---------- Data ----------

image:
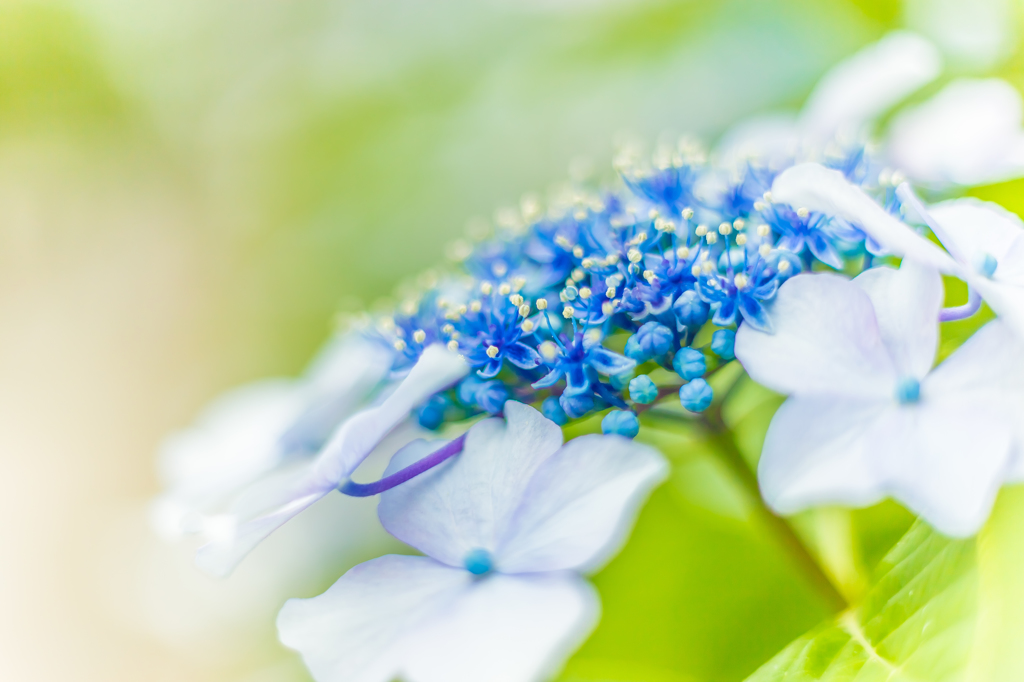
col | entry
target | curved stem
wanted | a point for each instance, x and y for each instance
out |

----------
---------- Data ----------

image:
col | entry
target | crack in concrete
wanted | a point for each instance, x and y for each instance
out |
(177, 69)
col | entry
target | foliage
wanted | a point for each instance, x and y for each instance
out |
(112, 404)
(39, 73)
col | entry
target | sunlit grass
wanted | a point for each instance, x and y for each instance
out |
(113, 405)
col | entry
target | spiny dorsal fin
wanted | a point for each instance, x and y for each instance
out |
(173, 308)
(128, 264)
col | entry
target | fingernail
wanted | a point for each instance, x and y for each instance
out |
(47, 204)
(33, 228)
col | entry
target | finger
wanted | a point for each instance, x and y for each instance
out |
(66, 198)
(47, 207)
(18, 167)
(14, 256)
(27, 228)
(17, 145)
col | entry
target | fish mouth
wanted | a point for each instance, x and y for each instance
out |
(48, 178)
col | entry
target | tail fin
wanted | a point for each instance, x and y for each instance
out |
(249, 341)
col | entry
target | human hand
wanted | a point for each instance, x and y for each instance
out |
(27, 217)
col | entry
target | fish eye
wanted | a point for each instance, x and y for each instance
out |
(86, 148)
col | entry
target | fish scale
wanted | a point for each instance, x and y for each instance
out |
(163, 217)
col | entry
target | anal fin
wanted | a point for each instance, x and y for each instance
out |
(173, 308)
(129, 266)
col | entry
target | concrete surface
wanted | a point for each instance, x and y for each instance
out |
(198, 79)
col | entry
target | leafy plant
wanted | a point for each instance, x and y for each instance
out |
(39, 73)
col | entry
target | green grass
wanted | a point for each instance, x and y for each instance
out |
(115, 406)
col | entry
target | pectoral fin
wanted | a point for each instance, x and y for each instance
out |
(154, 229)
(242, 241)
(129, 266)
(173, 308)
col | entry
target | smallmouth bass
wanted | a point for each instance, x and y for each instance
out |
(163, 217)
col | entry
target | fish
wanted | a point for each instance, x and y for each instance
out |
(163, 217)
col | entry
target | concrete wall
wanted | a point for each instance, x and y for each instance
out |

----------

◆ Problem requirements ◆
Reply with nothing but a number. State how many lines in the records hold the word "grass".

◆ Exercise response ◆
2